The request: Print all of the data exactly as written.

Extracted information:
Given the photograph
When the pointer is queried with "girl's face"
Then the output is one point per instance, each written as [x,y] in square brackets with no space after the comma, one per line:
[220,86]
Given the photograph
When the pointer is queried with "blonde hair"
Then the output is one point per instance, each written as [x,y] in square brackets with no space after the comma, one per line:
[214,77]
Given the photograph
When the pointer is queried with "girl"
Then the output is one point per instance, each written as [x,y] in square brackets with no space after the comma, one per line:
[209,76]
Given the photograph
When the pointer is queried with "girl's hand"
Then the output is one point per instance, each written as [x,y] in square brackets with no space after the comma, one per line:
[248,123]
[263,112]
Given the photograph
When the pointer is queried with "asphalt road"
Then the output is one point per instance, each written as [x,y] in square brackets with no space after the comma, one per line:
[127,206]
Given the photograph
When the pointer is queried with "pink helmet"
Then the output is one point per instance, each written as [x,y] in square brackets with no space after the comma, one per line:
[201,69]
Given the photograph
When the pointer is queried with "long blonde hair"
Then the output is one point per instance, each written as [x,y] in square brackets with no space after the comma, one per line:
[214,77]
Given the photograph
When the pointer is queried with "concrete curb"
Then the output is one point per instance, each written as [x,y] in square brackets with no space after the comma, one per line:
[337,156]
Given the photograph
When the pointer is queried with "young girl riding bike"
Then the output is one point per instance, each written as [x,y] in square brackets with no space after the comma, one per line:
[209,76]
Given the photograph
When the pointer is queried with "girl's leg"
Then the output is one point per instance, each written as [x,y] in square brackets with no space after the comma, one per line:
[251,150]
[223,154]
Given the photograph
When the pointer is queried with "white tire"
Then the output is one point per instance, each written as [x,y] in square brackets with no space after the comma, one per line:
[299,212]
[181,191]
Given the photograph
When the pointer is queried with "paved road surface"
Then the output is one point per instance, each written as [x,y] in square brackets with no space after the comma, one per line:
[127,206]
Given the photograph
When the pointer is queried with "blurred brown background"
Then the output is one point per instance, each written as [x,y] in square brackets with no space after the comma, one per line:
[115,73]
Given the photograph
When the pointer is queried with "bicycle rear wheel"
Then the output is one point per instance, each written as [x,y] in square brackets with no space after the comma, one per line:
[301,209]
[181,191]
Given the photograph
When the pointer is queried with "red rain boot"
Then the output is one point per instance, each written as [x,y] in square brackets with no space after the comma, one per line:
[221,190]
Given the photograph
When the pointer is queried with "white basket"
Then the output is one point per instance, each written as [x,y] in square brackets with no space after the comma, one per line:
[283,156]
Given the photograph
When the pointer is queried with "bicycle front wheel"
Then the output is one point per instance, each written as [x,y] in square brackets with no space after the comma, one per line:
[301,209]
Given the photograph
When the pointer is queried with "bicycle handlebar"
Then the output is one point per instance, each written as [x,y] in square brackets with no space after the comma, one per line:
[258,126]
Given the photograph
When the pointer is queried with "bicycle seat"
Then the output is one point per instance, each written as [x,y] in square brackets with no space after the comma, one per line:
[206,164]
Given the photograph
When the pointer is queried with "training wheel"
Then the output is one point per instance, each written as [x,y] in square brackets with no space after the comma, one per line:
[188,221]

Completed exercise:
Given the photograph
When the pointer is queried with "girl's face"
Then the output is one point per instance, each written as [x,y] in square brackets with no space after the comma, one per line:
[220,86]
Given the photograph
When the pointer is queried with "blonde hair"
Then the output is one point per instance, each written as [x,y] in square brackets with no space after the comma, one per line:
[214,77]
Given the photograph
When the pointer is queried with "girl"
Then the output is one point per instance, each written as [x,y] in square brackets with no space after the comma, one per line:
[209,76]
Given the photograph
When the pointer is queried with "girl's hand"
Then the output is one point per instance, each written as [x,y] in square brackets with no space after the comma, one per line:
[248,123]
[263,112]
Given the photograph
When the pointer is queried with "asphalt road"
Then the output is one point per instance, each written as [x,y] in square brackets with no space after the comma, one per line:
[127,206]
Given the photograph
When the pointer is queried with "pink helmet"
Then the output is one point per instance, each written as [x,y] in square brackets with no space after the comma, one per line:
[201,69]
Given the photograph
When the pointer is queried with "long blonde hair"
Then the output is one point per instance, each written as [x,y] in square brackets with no space after the comma, one per line:
[214,77]
Given the photograph
When the pointer is queried with "concrete curb"
Then the output is one point per instance, each written as [x,y] in square brackets with no space after the comma, one per line:
[337,156]
Given the photograph
When the pointer is queried with "young girl riding bike"
Then the output is one point per instance, each written as [x,y] in square brackets with no space after the comma, one per line:
[209,76]
Given the photograph
When the pointer is queried with "girl's leg"
Then the output is one point per instance, each written as [x,y] in square brackets with no space after the comma, one per line:
[251,150]
[223,154]
Given the photograph
When the pointer is queried with "white tire"
Then the output is one point per instance, each written as [x,y] in square brackets with no space after the comma, one per line:
[299,212]
[181,191]
Given the photograph
When the pointer is queried with "paved road surface"
Then the output is one point per instance, each written as [x,y] in square brackets with no space after the comma, one per line:
[127,206]
Given the photograph
When the pointer is queried with "blurred brown background"
Then the output is one point per instance, each written as [x,y] in square brackets with no space after the comma, one per line:
[115,73]
Given the photograph
When the pointer is queried with "bicycle rear wheel"
Then the output is one point per instance, each written as [x,y] in square brackets with no space after the comma, one per line:
[301,209]
[181,191]
Given the photograph
When the pointer is queried with "red rain boot"
Then the output is one point per instance, each written as [x,y] in square brackets with no space after the comma, one per line:
[221,190]
Given the photograph
When the pointer is queried with "white basket"
Then the output is one point per instance, each written as [x,y] in square brackets with no space after the comma, one per line:
[283,156]
Given the photograph
When the pointer is queried with "bicycle front wheel"
Then the output is one point per instance, each written as [x,y] in square brackets with no space after the comma, one per line:
[301,209]
Given the photograph
When the pointer is queried with "bicycle handlebar"
Then the output is one point per instance, each written as [x,y] in square brackets with no space after the comma, one per line:
[258,126]
Given the photograph
When the pointer is queried with "bicycle seat"
Then the output is one point per instance, each written as [x,y] in square brackets with no space after the comma, one per line:
[206,164]
Given the photograph
When the pointer is queried with "training wheel"
Then the output is one point per instance, each written as [x,y] in square brackets with no space after the comma, one per line:
[188,221]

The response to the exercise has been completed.